• _Reading passage_:
Open data in Luxembourg, strategy and best practices (2012) chapter 6

From Wicri Luxembourg (en)

Which datasets ?

File:Open data deployment.png
Steps leading to the creation of an open data portal



Formats

Analysis framework

Braunschweig [2012] chooses to categorize formats according their ability to be read by a human being, or to be read by machines, enabling automated operation. If the format is human readable, the data were transformed into documents. This allows easy viewing by the user, but information has been selected, it can be false, and the vision of the user depends more heavily than the one who made the choice, and therefore its intentions. It is also more difficult to recover the underlying data. In case of machine readable format, users can select the data according to their needs, which requires some familiarity with the datasets and minimal knowledge of the processing tools. This format facilitates the reuse of data for other purposes, and allows automatic processing.

Usability

Format determines in large part the ease of reuse of data. If the format is machine readable, it can easily be reused and combined with other datasets. The provision of an API provides flexibility and a certainty of access to up to date data and even real time data, but it requires a minimum of technical skills. If a large number of end users may understand a file in table format, less are able to connect to an API. Therefore it puts more responsibility on the category of reusers. Different text formats such as Word, PDF, and partially ODF, are difficult to reuse, if we exclude certain text mining tools which, for the moment, have only given some thoughts on how to cross them with open public data. However one can assume that if some documents conform to a consistent structure, e.g. a mailing list, it can be still possible to process automatically. Should an organization aim at a semantic outset ? This is related to the role of innovation in organizations. For example, the INSEE, whereas it is too early to restructure the whole organization around the issue of semantic web, has invested in the project of INRIA Data Lift to adapt some of its datasets to semantic web. This is one of the possible strategies. Another is to take advantage of the opportunity of the open data to begin a process leading to release the data according to the principles of the semantic web, which eliminates the need to redesign the whole process in the longer term. Depending on the perspective chosen, the duration and the costs will be different.

• _Source data_:
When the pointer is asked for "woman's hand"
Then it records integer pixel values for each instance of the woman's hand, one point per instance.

• _Problem 1_: In the open data formats passage, what project did the INSEE invest in to adapt some of its datasets to the semantic web?
• _Problem 2_: From the open data formats passage, extract the text from "Braunschweig [2012] chooses" up to and including "allows automatic processing.".

• _Full answer 1_: The INRIA Data Lift project.

• _Full answer 2_:
Braunschweig [2012] chooses to categorize formats according their ability to be read by a human being, or to be read by machines, enabling automated operation. If the format is human readable, the data were transformed into documents. This allows easy viewing by the user, but information has been selected, it can be false, and the vision of the user depends more heavily than the one who made the choice, and therefore its intentions. It is also more difficult to recover the underlying data. In case of machine readable format, users can select the data according to their needs, which requires some familiarity with the datasets and minimal knowledge of the processing tools. This format facilitates the reuse of data for other purposes, and allows automatic processing.